> _WHAT IS BEING ASKED_
Can you write the next part of the sermon excerpt below on the deliverance of the creature from the bondage of corruption, picking up after its final sentence?

> _SELECTED EXCERPT_
****************************************

Then, my dear brethren, our text leads us down to the time when all this work of restitution has been accomplished, and it says that when the whole world shall have been restored and brought back to perfection, that will be the deliverance of the creature from the bondage of corruption. Don't you see? The "creature" referred to is the human family. Our good brother Wesley made quite a serious blunder of this text when he said it might be cattle, and expressed it so in one of his writings. But any good man might make a mistake, and we are not finding fault with him. Still, we understand that God has not provided everlasting life for the brute creation. We find nothing of that in the Word of God. They die because that is the order of their nature, to live for a certain period of time and serve their purpose as natural brute beasts, and then having served their purpose to have others take their place.

Only for man did God ever propose everlasting life. And so when Jesus died there was no mention of redeeming the brute creation. They would perform, as it were, the functions that God had arranged for them. It was man who was the great object of God's arrangement. It was man who had sinned for whom Christ died. It was, as the Apostle Paul makes clear and explains, by one man's disobedience that sin came in, and by one man's obedience righteousness comes in. So, then, this text of the Apostle in Romans becomes clear and luminous from this standpoint.

****************************************

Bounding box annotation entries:

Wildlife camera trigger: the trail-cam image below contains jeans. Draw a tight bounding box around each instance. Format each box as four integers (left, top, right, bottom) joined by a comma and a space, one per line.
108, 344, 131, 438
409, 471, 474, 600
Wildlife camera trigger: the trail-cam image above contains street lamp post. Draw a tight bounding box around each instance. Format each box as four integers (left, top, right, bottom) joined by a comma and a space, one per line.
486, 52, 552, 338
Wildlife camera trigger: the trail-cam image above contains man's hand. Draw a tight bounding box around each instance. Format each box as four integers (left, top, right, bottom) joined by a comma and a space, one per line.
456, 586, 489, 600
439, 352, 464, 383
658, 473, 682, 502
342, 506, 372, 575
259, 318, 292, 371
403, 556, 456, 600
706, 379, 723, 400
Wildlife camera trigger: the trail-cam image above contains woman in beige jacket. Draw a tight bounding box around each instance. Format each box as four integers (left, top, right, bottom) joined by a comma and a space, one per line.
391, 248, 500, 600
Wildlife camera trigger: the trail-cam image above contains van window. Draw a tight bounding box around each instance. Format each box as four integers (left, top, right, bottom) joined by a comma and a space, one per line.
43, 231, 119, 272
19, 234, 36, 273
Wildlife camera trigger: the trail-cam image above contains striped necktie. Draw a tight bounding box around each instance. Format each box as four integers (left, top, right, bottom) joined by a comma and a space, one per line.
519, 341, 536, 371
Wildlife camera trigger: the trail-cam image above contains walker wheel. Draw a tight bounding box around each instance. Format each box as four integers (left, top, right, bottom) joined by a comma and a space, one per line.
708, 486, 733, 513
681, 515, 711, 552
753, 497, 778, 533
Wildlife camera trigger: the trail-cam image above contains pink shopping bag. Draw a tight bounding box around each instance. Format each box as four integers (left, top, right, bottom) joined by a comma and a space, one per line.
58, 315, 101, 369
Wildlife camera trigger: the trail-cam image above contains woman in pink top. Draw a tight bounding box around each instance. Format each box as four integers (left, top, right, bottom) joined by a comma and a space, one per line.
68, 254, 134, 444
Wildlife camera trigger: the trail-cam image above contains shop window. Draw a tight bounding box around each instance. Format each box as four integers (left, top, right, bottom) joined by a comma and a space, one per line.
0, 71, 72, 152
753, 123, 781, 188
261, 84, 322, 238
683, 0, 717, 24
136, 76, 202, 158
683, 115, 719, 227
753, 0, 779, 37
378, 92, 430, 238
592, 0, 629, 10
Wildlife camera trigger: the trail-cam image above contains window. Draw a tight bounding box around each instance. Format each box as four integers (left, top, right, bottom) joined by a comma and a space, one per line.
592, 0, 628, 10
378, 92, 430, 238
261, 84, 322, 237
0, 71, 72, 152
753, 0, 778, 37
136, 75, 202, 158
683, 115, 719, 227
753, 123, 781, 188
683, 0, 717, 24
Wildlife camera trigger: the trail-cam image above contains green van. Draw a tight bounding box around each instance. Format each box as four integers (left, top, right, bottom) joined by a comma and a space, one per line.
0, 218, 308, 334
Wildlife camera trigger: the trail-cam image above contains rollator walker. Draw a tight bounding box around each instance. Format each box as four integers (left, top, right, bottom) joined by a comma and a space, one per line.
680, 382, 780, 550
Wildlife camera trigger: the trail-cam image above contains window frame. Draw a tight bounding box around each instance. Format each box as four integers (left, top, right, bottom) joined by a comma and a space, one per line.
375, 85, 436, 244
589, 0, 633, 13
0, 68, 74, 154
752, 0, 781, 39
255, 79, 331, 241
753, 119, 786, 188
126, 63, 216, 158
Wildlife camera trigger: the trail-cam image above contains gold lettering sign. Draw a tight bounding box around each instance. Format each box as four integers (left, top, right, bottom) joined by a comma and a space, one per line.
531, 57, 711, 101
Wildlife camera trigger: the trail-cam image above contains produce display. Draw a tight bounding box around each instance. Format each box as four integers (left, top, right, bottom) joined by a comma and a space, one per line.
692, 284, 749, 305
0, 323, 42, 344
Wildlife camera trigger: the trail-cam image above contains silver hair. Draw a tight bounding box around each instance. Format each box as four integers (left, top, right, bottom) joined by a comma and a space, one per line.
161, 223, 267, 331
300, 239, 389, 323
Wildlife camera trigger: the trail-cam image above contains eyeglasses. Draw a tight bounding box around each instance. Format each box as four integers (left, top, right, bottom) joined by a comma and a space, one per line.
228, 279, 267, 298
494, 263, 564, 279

****************************************

> _ANSWER BELOW_
The Apostle says that the creature was made subject to vanity not willingly. God arranged it so. Not willingly, but by reason of Him who had subjected the same. He allowed the curse to come, He allowed this inheritance to pass from one generation to the next, the father and mother to mark their children in sin. But He allowed this reign of sin and death that has been going on. He could have blotted them out of existence instantly with a thunderbolt, but He preferred to leave it as it is for the lessons to be learnt; He subjected it in hope. There was hope in it; He wished to give mankind a hope. It was not a sure thing for them because it was still to be left to themselves. When the Messiah shall reign and all the opportunities shall be granted to mankind to return to the Father's house and to return to the perfection in which they were created, to return from the ways of imperfection and from the bondage of corruption, when that opportunity is theirs, it will still be for them to decide for themselves.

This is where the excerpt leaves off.